Collected data entries
—————

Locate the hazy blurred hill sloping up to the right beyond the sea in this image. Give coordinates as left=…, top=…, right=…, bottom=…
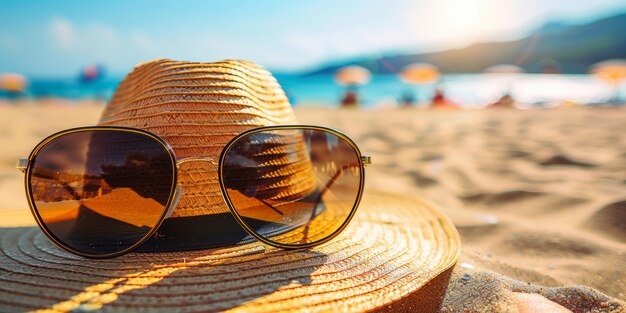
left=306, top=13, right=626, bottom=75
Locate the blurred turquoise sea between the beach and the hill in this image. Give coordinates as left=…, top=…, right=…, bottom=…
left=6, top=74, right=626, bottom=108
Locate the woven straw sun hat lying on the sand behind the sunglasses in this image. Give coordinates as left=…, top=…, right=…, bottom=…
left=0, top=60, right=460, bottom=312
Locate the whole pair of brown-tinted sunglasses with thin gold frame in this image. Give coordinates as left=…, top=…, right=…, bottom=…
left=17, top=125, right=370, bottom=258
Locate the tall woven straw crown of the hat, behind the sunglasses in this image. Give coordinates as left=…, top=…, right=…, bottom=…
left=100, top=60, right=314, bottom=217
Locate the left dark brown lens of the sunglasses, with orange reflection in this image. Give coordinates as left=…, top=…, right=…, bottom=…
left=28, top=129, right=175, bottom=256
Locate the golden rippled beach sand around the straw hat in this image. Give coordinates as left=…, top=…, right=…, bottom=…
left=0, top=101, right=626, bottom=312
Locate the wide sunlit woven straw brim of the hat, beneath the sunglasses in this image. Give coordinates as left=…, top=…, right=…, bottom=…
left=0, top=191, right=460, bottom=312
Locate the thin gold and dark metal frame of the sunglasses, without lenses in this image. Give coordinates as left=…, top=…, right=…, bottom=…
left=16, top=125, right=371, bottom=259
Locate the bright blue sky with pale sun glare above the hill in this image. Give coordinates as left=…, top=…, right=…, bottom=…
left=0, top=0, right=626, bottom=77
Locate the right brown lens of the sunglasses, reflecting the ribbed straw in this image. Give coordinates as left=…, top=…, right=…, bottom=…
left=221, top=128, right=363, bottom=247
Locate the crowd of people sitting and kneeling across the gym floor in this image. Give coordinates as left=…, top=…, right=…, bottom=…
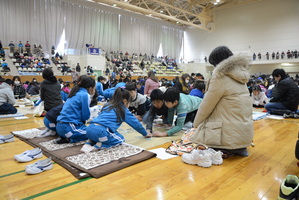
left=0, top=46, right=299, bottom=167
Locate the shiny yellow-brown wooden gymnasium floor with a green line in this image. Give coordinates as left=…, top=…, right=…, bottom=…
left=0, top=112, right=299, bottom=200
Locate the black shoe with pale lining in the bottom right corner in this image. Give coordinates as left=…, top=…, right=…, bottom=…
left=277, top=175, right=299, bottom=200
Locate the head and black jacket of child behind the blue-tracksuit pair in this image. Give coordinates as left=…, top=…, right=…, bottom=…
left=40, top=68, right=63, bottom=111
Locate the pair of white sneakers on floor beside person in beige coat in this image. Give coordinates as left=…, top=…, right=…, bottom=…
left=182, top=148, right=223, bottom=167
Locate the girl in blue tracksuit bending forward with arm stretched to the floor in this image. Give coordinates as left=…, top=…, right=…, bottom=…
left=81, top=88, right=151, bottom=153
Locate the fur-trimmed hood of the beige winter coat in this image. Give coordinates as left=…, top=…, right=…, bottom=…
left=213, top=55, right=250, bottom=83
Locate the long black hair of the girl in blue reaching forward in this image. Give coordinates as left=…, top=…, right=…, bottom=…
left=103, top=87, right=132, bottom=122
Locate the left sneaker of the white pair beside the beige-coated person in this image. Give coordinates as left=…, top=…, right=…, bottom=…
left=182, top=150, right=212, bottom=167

—————

--- ASSIGNMENT ---
Would you please restate the records word for word, excluding any images?

--- RESPONSE BOX ---
Locate the hazy blurred hill sloping up to the right beyond the sea in this image. Give coordinates as left=…, top=…, right=…, bottom=…
left=306, top=13, right=626, bottom=75
Locate the blurred turquoise sea between the beach and the hill in this image. Give coordinates as left=…, top=…, right=…, bottom=…
left=6, top=74, right=626, bottom=108
Locate the woven straw sun hat lying on the sand behind the sunglasses in this image. Give coordinates as left=…, top=…, right=…, bottom=…
left=0, top=60, right=460, bottom=312
Locate the whole pair of brown-tinted sunglasses with thin gold frame in this image. Give coordinates as left=…, top=…, right=…, bottom=…
left=17, top=125, right=370, bottom=258
Locate the tall woven straw crown of the hat, behind the sunglasses in this image. Give coordinates as left=…, top=…, right=…, bottom=…
left=100, top=60, right=314, bottom=217
Locate the left dark brown lens of the sunglasses, with orange reflection in this image. Give coordinates as left=…, top=…, right=…, bottom=…
left=28, top=129, right=175, bottom=256
Locate the golden rippled beach sand around the straw hat in this image. Give coordinates as left=…, top=…, right=…, bottom=…
left=0, top=101, right=626, bottom=312
Locate the wide sunlit woven straw brim of the hat, beneath the sunglasses in this image. Give coordinates as left=…, top=…, right=…, bottom=…
left=0, top=191, right=460, bottom=312
Locate the thin gold and dark metal frame of the sunglasses, without lenses in this image. Give coordinates as left=…, top=…, right=…, bottom=…
left=16, top=125, right=371, bottom=259
Locate the bright blue sky with pale sun glare above the hill in this image. Give coordinates as left=…, top=…, right=…, bottom=…
left=0, top=0, right=626, bottom=77
Locate the right brown lens of the sunglasses, reflecting the ribbed straw in this image. Give coordinates as left=…, top=…, right=…, bottom=…
left=221, top=128, right=363, bottom=247
Locate the crowd of people sitting and kneeling across the gym floor in this image. Give coordinates as left=…, top=…, right=…, bottom=…
left=0, top=46, right=299, bottom=167
Locate the shiny yellow-brown wooden gymnasium floor with a green line in this image. Give coordinates as left=…, top=…, right=…, bottom=…
left=0, top=112, right=299, bottom=200
Locate the black shoe with pale lining in the bottom right corner in this image. Give coordinates as left=…, top=…, right=…, bottom=…
left=277, top=175, right=299, bottom=200
Locate the head and black jacket of child behind the blue-tracksuit pair in this image. Give coordinates as left=…, top=…, right=…, bottom=…
left=40, top=68, right=63, bottom=111
Locate the pair of white sneakers on floor beside person in beige coat in this image. Give coordinates as left=…, top=…, right=…, bottom=…
left=182, top=148, right=223, bottom=167
Locate the girl in blue tracksuit bending forward with arm stretched to the floor in this image. Give coordinates as left=…, top=…, right=…, bottom=…
left=81, top=88, right=151, bottom=153
Locate the fur-trimmed hood of the beige winter coat in this image. Give coordinates as left=…, top=…, right=…, bottom=…
left=213, top=55, right=250, bottom=83
Locate the long black hair of the girl in blue reaching forward in this image. Give coordinates as left=…, top=…, right=…, bottom=…
left=103, top=87, right=132, bottom=122
Locate the left sneaker of the white pair beside the beige-coated person in this image. Give coordinates as left=…, top=…, right=…, bottom=…
left=182, top=150, right=212, bottom=167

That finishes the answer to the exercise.